* EXERCISE PASSAGE
However, this ruling could further act as a disincentive for doctors not to step up into senior management roles. Equally, the treatment of whistleblowers and the lack of a culture of openness about mistakes in the NHS is far from encouraging.
Nevertheless, senior doctors have a duty to patients not under their direct care, and having that underlined by the GMC is no bad thing and long overdue.
Something wicked this way comes
Leaked documents seen by HSJ reveal for the first time what Health Education England expects the new band four nursing associates to be able to do. And for those familiar with the evidence around nurse staffing and patient safety they could make frightening reading.
The internal documents say nurse associates will be expected to work independently of qualified nurses and will be expected to calculate drug doses safely, as well as administer medication, including controlled drugs, without direct supervision of nurses.
Critics of the nurse associate role, which is supposed to be aimed at creating a career framework for band two and three healthcare assistants, say it will be used and viewed as nursing on the cheap – a substitute for registered nurses.
The role is being developed in the absence of evidence and in the face of mounting research that shows a link between substituting nurses for non-nurses and an increase in mortality and harm.
There is a case to be made for an enhanced band four healthcare assistant role, but allowing them to calculate and administer controlled drugs risks undermining nurses and could be a tempting option for trusts faced with pressure to reduce their paybill and a paucity of qualified staff.
There is a worrying lack of discussion around safeguarding nurse numbers in the NHS and ensuring nurse associates are not used inappropriately.
What we say matters
HEE deserves praise for its efforts to encourage nurses to return to practice, even though this is not its job (it is responsible only for future supply of the workforce). It has invested more than £5m into the project, which has attracted more than 1,500 nurses back.
But the national education and training body has also fallen into the trap of belittling nurses in some of its advertising. For example, in one tweet it said “nurses are beacons of care, hope and compassion”, while a radio advert described the “hands on caring” of nurses, etc, etc.

* DATASET CONTENT
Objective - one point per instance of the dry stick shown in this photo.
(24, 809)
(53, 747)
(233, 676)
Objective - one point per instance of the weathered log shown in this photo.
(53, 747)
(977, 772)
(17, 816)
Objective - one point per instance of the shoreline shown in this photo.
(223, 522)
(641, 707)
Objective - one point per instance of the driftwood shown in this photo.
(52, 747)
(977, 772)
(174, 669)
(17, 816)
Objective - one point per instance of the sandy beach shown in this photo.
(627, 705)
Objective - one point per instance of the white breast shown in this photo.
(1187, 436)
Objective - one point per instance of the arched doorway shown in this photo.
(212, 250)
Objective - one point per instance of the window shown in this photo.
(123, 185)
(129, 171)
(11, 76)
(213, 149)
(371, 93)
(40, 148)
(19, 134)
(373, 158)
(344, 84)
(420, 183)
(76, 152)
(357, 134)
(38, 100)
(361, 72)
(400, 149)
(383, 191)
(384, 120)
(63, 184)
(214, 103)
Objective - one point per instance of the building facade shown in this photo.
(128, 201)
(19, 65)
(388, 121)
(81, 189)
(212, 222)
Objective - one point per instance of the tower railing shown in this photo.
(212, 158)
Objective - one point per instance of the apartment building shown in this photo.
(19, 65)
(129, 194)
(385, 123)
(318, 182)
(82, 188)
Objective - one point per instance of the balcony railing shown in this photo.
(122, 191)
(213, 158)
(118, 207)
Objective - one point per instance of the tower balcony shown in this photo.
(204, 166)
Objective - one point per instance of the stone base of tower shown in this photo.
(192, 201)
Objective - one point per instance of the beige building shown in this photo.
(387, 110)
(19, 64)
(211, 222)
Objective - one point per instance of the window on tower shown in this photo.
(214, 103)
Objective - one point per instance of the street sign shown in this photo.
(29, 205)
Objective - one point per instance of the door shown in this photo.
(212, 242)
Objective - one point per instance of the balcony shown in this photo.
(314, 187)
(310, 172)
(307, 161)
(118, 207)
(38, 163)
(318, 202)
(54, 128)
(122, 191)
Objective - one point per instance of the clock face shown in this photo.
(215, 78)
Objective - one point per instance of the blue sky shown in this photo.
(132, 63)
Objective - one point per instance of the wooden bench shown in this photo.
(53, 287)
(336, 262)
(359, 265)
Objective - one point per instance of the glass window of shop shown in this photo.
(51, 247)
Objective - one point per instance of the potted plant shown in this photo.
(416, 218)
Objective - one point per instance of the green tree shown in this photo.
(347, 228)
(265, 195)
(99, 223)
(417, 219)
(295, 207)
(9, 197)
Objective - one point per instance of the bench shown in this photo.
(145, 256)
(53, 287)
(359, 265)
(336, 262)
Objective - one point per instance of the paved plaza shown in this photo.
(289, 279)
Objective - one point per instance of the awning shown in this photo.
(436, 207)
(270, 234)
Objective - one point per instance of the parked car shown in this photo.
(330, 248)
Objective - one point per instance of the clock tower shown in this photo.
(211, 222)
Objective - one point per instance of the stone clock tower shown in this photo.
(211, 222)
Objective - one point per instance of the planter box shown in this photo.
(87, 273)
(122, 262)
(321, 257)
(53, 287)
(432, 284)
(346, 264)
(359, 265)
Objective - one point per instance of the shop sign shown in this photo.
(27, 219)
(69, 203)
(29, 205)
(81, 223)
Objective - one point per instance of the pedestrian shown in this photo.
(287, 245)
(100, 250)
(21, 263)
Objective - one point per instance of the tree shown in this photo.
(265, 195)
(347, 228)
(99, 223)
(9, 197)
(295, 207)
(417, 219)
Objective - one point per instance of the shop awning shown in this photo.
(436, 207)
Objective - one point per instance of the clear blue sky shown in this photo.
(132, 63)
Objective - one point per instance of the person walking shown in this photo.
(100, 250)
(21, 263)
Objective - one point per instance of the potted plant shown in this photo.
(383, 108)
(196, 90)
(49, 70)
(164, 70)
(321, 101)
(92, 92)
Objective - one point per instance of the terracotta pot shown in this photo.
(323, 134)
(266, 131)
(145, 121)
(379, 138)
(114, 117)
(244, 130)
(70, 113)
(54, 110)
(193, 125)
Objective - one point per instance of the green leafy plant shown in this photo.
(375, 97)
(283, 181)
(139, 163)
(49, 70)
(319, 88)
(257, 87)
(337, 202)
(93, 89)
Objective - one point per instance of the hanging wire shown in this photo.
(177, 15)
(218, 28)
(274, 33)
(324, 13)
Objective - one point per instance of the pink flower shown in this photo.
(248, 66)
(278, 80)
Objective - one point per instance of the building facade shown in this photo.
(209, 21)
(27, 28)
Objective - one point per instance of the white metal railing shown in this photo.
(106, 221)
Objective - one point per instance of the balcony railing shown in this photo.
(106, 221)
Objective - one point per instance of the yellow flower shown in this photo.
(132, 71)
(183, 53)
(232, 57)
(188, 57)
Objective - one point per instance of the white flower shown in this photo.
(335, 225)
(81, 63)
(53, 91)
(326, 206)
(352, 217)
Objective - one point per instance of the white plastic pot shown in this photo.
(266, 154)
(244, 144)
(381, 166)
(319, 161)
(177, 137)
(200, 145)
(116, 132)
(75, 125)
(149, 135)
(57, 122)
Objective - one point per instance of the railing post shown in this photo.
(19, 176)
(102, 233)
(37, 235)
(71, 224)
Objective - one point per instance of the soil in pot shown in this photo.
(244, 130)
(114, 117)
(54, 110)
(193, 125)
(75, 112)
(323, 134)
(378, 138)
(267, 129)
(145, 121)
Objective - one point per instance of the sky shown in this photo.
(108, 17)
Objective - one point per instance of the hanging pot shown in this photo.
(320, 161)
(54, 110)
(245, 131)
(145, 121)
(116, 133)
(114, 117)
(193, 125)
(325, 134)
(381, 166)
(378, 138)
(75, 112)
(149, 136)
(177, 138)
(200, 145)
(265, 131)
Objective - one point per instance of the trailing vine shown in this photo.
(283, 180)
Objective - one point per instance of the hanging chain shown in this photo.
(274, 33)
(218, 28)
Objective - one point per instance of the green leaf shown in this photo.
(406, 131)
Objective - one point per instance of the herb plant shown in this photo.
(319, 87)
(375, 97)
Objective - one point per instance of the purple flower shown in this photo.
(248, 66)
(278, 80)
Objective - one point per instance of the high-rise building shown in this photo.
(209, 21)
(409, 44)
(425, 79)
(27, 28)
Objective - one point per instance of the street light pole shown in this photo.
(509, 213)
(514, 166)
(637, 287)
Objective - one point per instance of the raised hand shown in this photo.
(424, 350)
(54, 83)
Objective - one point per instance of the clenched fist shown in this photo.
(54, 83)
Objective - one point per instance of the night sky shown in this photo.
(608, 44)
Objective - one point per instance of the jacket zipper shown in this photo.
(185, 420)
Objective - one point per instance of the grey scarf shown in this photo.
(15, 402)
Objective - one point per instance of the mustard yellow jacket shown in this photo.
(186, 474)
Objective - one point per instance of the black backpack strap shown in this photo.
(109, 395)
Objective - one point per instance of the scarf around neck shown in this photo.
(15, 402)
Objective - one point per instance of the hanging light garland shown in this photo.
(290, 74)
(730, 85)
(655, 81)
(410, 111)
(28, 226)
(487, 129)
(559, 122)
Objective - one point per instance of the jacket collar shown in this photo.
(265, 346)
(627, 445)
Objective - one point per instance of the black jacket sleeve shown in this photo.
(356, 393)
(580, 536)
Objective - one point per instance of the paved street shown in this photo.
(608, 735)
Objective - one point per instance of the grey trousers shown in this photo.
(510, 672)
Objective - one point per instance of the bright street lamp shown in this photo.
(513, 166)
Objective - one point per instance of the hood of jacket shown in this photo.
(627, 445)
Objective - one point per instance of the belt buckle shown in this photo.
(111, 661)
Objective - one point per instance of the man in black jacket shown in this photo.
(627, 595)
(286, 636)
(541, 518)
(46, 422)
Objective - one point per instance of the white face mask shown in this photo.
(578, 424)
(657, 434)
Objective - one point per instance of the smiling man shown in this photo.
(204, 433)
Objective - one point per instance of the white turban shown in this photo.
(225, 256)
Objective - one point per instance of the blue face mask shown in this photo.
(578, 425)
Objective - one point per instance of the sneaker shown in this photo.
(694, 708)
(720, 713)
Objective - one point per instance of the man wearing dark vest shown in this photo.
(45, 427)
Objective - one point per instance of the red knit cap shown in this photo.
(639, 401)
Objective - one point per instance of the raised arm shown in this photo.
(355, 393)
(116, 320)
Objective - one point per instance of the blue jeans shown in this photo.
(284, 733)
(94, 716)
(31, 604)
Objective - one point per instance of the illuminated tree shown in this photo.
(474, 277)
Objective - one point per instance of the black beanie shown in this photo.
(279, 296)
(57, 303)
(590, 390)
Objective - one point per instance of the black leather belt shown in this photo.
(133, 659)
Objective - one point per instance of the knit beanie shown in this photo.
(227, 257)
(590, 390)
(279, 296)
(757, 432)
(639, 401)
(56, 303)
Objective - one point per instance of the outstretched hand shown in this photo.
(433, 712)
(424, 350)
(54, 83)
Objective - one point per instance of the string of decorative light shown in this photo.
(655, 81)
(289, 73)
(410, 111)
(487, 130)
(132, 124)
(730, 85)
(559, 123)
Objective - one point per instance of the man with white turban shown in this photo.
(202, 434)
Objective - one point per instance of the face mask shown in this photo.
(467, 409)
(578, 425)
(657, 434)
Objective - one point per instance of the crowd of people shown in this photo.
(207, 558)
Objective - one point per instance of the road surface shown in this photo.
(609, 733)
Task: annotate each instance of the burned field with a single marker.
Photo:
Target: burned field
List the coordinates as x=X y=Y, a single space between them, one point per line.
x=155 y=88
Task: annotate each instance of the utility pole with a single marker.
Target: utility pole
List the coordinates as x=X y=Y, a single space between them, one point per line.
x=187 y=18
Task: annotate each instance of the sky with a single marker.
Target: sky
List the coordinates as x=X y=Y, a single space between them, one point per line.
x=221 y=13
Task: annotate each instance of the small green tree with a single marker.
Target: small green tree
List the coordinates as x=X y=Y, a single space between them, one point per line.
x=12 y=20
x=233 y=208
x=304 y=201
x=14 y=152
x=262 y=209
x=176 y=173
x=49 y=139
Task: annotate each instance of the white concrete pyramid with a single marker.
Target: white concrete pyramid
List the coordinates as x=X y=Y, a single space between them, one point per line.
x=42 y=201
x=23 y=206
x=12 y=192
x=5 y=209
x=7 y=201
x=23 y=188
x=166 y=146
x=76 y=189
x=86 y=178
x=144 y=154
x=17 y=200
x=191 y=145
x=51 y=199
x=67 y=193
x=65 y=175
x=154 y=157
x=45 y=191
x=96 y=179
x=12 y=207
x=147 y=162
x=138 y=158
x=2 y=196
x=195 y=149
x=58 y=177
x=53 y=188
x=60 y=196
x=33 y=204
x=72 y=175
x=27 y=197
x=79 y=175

* REQUIRED TASKS
[a] Duplicate the NHS piece from "Something wicked this" down to "supervision of nurses.".
[b] In the NHS piece, condense the paragraph beginning "The internal documents say" into a short bulleted list that keeps its main facts.
[c] Do these statements agree with the NHS piece? Answer yes or no for each and quote the deciding words.
(i) HEE has put more than £5m into its return-to-practice project.
(ii) HEE is responsible for the nurses currently working in the NHS.
(iii) Nurse associates are expected to work only under the direct supervision of qualified nurses.

* SOLUTIONS TO THE EXERCISE
[a]
Something wicked this way comes
Leaked documents seen by HSJ reveal for the first time what Health Education England expects the new band four nursing associates to be able to do. And for those familiar with the evidence around nurse staffing and patient safety they could make frightening reading.
The internal documents say nurse associates will be expected to work independently of qualified nurses and will be expected to calculate drug doses safely, as well as administer medication, including controlled drugs, without direct supervision of nurses.

[b]
According to the internal documents, nurse associates will be expected to:
- work independently of qualified nurses
- calculate drug doses safely
- administer medication, including controlled drugs, without direct supervision of nurses

[c]
(i) Yes: "It has invested more than £5m into the project"
(ii) No: "it is responsible only for future supply of the workforce"
(iii) No: "nurse associates will be expected to work independently of qualified nurses"